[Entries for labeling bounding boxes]
━━━━━━

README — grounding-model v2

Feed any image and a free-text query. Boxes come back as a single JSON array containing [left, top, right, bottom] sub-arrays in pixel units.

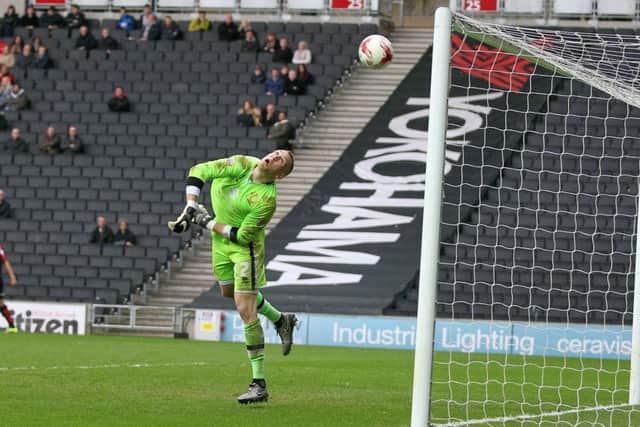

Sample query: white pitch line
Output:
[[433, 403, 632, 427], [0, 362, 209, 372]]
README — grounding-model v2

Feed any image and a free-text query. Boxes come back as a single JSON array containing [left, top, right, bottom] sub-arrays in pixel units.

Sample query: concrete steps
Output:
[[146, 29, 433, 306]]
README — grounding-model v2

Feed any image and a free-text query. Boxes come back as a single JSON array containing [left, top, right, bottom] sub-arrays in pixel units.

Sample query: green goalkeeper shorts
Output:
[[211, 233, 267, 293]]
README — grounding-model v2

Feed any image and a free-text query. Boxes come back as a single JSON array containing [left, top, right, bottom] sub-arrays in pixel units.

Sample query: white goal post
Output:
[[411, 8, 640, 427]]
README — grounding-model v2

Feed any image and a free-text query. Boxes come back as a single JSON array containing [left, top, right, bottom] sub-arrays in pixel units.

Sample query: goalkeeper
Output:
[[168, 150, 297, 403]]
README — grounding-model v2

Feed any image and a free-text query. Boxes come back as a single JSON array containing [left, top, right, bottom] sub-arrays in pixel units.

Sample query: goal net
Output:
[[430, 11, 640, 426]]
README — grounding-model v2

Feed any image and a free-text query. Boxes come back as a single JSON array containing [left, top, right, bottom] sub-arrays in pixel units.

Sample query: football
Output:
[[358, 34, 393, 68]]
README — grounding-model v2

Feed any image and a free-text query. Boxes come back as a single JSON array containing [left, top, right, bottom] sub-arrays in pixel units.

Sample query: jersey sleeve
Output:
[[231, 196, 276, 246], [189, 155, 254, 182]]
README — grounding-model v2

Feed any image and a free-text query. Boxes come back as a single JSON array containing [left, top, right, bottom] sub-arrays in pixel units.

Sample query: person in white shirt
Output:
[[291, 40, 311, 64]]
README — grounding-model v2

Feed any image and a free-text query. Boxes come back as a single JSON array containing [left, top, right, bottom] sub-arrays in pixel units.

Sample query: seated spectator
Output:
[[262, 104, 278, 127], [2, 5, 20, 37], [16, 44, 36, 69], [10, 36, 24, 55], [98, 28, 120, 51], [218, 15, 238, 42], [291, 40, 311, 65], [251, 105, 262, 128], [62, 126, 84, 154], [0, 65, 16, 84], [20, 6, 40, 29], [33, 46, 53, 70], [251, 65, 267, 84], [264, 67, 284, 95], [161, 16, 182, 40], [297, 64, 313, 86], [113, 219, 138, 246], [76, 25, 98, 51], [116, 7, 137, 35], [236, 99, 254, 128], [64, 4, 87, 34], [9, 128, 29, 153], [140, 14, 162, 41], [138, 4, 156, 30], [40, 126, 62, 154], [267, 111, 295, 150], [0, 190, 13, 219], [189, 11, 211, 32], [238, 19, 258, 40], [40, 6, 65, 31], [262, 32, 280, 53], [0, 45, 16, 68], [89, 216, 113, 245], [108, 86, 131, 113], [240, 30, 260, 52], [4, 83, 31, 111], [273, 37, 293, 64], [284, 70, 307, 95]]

━━━━━━

[PROBLEM DESCRIPTION]
Reproduce all of the entries above verbatim, leaving the pictures out.

[SOLUTION TO THIS TASK]
README — grounding-model v2

Feed any image and a free-text query. Boxes come back as a single JSON array containing [left, top, right, bottom] sub-arrays in pixel units.


Sample query: white pitch line
Output:
[[433, 403, 632, 427], [0, 362, 209, 372]]
README — grounding-model v2

Feed any image and a free-text query. Boxes come back as a single JSON array containing [left, top, right, bottom] sub-arrays in pixel units.

Sample query: concrete steps
Output:
[[146, 29, 433, 306]]
README — grounding-model v2

Feed any image and a free-text query. Boxes come back as a single JSON array containing [left, top, right, bottom] sub-arrays in pixel units.

Sample query: green goalkeeper shorts
Output:
[[211, 233, 267, 293]]
README — grounding-model v2

Feed any image and a free-text query. Boxes come back as a single JSON array containing [left, top, right, bottom] sub-arrays in pixel units.

Sample query: white goal post
Output:
[[411, 8, 640, 427]]
README — grounding-model v2

Feed any image and a free-text query. Boxes come back as a single JSON array containing [left, top, right, bottom] sub-arrays in pixel units.

Sample query: goalkeeper
Output:
[[168, 150, 297, 403]]
README — grounding-model v2

Feed any image and a free-text query. Boxes come back as a single JSON array containing [left, top, right, bottom] sub-arrays in pixel units.

Sample query: goal net
Output:
[[430, 11, 640, 426]]
README — grounding-model v2

Feed any image and a free-text query. Boxes come back as a single JSON array containing [left, top, right, bottom] sub-arrays in pixel units.

Sample query: football
Output:
[[358, 34, 393, 68]]
README — grounding-model v2

Feed any image and a free-text query. Boxes come back as a single JSON array containing [left, top, right, bottom] sub-arrays in pixel units.

Sample query: jersey sleeve
Output:
[[231, 196, 276, 246], [189, 155, 254, 182]]
README — grounding-model v2

Feed any image and a free-text query. Boxes come back as a single JSON array containing [left, top, right, bottom] sub-arrays in pixel units.

Sample query: person in white shirt
Output:
[[291, 40, 311, 64]]
README — grounding-model v2

Feed any image and a free-text query. Boxes come back as a single JSON array containing [left, top, right, bottom] sub-arrays in pixel units.

Sample query: seated spectator
Output:
[[262, 104, 278, 127], [2, 5, 20, 37], [16, 44, 36, 69], [10, 36, 24, 55], [98, 28, 120, 51], [218, 15, 238, 42], [291, 40, 311, 65], [251, 105, 262, 128], [62, 126, 84, 154], [0, 65, 16, 84], [20, 6, 40, 29], [33, 46, 53, 70], [251, 65, 267, 84], [264, 67, 284, 95], [161, 16, 182, 40], [297, 64, 313, 86], [113, 219, 138, 246], [76, 25, 98, 51], [116, 7, 137, 35], [236, 99, 254, 128], [64, 4, 87, 34], [9, 128, 29, 153], [140, 14, 162, 41], [138, 4, 156, 30], [40, 126, 62, 154], [267, 111, 295, 150], [0, 190, 13, 219], [189, 11, 211, 32], [238, 19, 258, 40], [40, 6, 65, 31], [262, 32, 280, 53], [0, 45, 16, 68], [89, 216, 113, 245], [108, 86, 131, 113], [240, 30, 260, 52], [4, 83, 31, 111], [273, 37, 293, 64], [284, 70, 307, 95]]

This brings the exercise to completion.